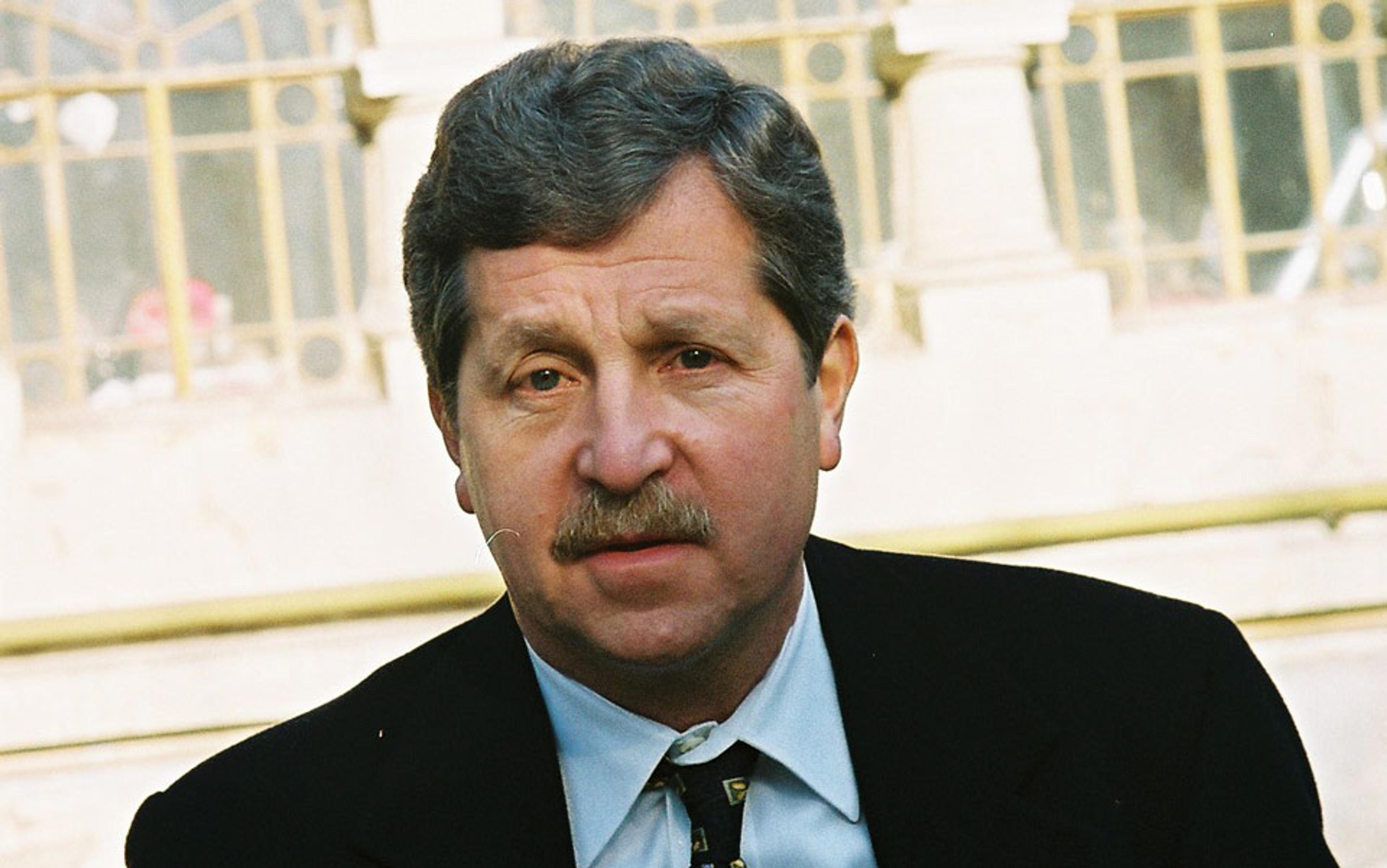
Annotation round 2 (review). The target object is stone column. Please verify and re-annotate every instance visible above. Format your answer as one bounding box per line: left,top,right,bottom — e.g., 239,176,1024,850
348,0,534,405
881,0,1110,353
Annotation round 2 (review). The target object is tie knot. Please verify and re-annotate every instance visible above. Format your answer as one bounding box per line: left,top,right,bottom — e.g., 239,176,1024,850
656,742,760,868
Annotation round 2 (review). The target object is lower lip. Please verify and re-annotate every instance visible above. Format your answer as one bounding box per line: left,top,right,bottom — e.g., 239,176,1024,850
583,542,696,570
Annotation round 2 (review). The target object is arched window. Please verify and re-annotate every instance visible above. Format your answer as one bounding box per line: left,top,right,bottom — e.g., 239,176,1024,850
0,0,366,409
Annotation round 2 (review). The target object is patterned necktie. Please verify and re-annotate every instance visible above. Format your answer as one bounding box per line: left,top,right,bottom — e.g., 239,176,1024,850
654,742,760,868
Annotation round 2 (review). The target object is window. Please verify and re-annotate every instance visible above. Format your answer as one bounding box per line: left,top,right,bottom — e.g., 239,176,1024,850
0,0,366,409
1036,0,1387,307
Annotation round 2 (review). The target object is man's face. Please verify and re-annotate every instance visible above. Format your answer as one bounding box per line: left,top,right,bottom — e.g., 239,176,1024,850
433,161,857,680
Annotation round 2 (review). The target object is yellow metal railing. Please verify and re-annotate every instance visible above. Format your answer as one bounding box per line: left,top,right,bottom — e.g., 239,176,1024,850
0,482,1387,656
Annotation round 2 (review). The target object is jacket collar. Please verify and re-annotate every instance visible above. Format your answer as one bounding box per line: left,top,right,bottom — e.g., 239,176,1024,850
355,598,574,868
804,538,1115,868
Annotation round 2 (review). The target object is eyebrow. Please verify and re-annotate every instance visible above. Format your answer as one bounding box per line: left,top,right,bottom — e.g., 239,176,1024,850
480,319,587,380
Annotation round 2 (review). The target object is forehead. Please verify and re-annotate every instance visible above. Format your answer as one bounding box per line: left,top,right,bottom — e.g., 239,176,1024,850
465,160,759,325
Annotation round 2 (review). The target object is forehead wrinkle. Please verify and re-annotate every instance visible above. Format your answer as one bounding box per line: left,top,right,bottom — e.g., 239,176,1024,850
473,244,707,283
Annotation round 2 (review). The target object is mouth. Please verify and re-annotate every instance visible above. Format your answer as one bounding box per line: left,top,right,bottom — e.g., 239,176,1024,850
578,535,688,557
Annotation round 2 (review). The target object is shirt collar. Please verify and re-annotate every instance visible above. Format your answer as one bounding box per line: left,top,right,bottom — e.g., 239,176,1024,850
526,565,861,868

________________________________________

WHAT THE TASK REQUIRES:
Lay out all of the lines above as a numbered list, omitting any blank lines and excluding the pictures.

RESPONSE:
1. Annotation round 2 (review). The target object is stone column. Please verify and re-annotate every instance visible above. Format your answer as one bounding box per line: left,top,right,bottom — e.g., 239,176,1024,850
2. 348,0,534,405
3. 881,0,1110,353
4. Annotation round 2 (review). The target object is tie knot. Please verify and re-annotate every instance visible above. Format your answer as one bounding box per line: left,top,right,bottom — e.g., 239,176,1024,850
5. 656,742,760,868
6. Annotation round 2 (review). The target object is lower lip. Please verify and re-annotate every instance visible above. Format your answer as one bounding box per line: left,top,right,bottom — e.g., 239,176,1024,850
7. 583,542,696,570
8. Annotation round 2 (review). The target object is arched window. Please verify and re-annotate every instance visible above. Format your answer as one bounding box per line: left,top,right,bottom — e.g., 239,176,1024,850
9. 0,0,366,409
10. Annotation round 2 (review). The target object is patterned necktie. Please verify and re-annotate every instance visible above. Format your answer as one bounding box per line: left,top,right,bottom — e.g., 239,176,1024,850
11. 654,742,760,868
12. Annotation round 2 (review). The target object is window. Please verify and re-annotate every instance visible above. Format your answer as one bounding box per line: left,top,right,bottom — e.g., 239,176,1024,850
13. 0,0,366,409
14. 1036,0,1387,307
15. Annotation round 2 (review). The target object is man's face. Please verify and re-annotate every instance visible above. Format your answer as one bounding box per line: left,top,right,bottom — e.g., 239,176,1024,850
16. 433,161,857,680
17. Annotation round 2 (review). The target object is yellow metal railing. Please verify and re-annotate every instance visible above. Format your answer as one bounding box per line: left,top,right,bottom — e.g., 239,176,1024,850
18. 0,482,1387,656
19. Annotation round 2 (review). The target object is jacket collar. Please verify and re-annotate every instance visible above. Format your answer as one bounding box per line: left,top,right,bottom — e.g., 239,176,1024,850
20. 355,598,574,868
21. 804,538,1115,868
22. Annotation round 2 (review). The target object is eyebrow. Please verify and re-annotate every instance visible above. Format your answer as one bounding box per line: left,top,right,bottom — e.g., 239,176,1024,850
23. 480,319,587,380
24. Annotation round 2 (review). The target object is forehead. Please verify and re-annotate every instance visible above. Format your answer as one bounding box per line: left,top,right,bottom — e.g., 239,176,1024,850
25. 465,160,759,325
26. Annotation round 2 (review). The target object is forehead wrinkle. Please verify and re-annotate every instance visible above. Format your answer as one bounding box per line: left,top,right,bottom — e.g., 239,176,1024,850
27. 473,244,707,283
28. Annotation round 2 (review). The target object is mouth. Please verify and re-annotate every instance visible above. Format your answer as one bounding box per line: left,top,right,bottom — e.g., 239,176,1024,850
29. 578,535,688,557
30. Annotation round 2 (review). The target object is shirt collar. Please verify and re-annotate every instance visible above. Format your answer as one bounding box per line: left,top,right,bottom — e.g., 239,176,1024,850
31. 526,565,861,868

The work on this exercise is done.